-- WORK TO COMPLETE --
Line by line, return the data exactly as shown.

-- Referring expression pointing data --
● ● ● ● ● ● ●

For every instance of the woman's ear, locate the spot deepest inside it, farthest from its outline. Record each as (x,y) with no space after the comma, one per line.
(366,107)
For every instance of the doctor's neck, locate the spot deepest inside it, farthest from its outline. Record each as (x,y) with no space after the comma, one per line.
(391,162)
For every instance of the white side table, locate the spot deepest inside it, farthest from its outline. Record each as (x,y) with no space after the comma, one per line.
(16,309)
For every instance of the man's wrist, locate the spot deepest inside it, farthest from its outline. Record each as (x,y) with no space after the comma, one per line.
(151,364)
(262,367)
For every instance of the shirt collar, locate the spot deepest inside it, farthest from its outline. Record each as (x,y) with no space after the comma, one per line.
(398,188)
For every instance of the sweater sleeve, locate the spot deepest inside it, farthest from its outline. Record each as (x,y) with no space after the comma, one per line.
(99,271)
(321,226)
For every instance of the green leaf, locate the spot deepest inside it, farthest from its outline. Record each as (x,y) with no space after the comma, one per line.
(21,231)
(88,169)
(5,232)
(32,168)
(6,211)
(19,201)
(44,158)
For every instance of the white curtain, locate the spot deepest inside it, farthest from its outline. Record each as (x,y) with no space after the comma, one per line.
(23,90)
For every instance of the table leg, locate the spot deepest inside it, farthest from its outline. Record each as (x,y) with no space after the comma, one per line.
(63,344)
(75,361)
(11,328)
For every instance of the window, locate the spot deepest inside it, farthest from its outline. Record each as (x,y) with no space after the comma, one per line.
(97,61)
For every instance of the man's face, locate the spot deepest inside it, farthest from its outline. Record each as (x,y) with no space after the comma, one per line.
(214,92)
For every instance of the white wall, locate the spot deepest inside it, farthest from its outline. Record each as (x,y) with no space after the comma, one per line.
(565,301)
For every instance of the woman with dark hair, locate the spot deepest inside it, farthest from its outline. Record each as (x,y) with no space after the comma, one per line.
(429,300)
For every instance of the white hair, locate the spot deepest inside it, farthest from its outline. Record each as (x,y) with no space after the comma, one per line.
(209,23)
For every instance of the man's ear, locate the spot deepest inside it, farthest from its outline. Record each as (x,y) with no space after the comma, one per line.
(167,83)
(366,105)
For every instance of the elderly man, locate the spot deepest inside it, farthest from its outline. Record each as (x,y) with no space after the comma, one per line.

● ● ● ● ● ● ●

-- RESULT OF THIS EXERCISE --
For every instance of the woman's ear, locate the spot deepest inside it, farthest from its outline. Record each as (x,y) with no space after the comma, one per line.
(366,107)
For every instance of the doctor's neck, locate the spot deepest inside it, farthest from its outline. Record each as (x,y) with no space after the comma, one per line.
(391,162)
For every instance of the white side table, locate the spot deepest inside it, farthest from its outline. Record each as (x,y) with no space after the comma, one per line.
(16,309)
For every instance of the man's wrist, locate the spot deepest inside it, farthest from its outline. Record each as (x,y) with no space after the comma, one per line.
(151,364)
(262,367)
For every instance of the shirt collar, locate the spot deepest inside it, farthest from its outline. Record each as (x,y) with no space after the comma, one per line.
(398,188)
For every instance of the sweater sleeve, locate the spot deepest inside it, farthest from its outline. Record each as (x,y) with no space after the comma, one per line.
(99,271)
(321,226)
For every instance of the green leaf, locate the spot deepest inside it, farthest from its outline. Record each as (x,y) with no space after the comma, one per line.
(21,231)
(88,169)
(5,232)
(32,168)
(6,211)
(19,201)
(44,158)
For every instance of the white curtain, locate the spot deepest inside it, farthest from its outline. Record each as (x,y) with no space after the comma, one per line.
(23,90)
For every instance of the table leg, locate the spot deepest inside it, farthest from its outline. Record each as (x,y) with no space after the comma, one per line.
(63,344)
(75,361)
(11,328)
For every instance of the window, locate the spot deepest inside it, farthest from its outline. Record each as (x,y) with no space after the comma, one per line.
(97,61)
For every instance of the man's face, locate the spot deepest inside it, farthest from its outline. Record each as (x,y) with no space after the comma, one per line.
(214,92)
For every instance of the white wall, locate the spot deepest inside it, farthest from its outline. Record each as (x,y) with no space after the comma, one per line.
(565,301)
For every instance of the woman with dark hair, locate the spot deepest inside it, farthest from its outline. Record each as (x,y) with no space after the comma, one per line.
(429,300)
For every instance of the white hair, locate the spot deepest inside it, farthest from its outline. Record each as (x,y) with no space after the comma, one per line.
(209,23)
For every instance of the man's ear, locate the spot deepest inside it, farthest from its outline. Record each as (x,y) with no space after the comma, one per line.
(167,83)
(366,105)
For every instance of the elderly man, locate the spot deepest inside it, farthest from its outline. Record each as (x,y) with no space after the comma, one per line.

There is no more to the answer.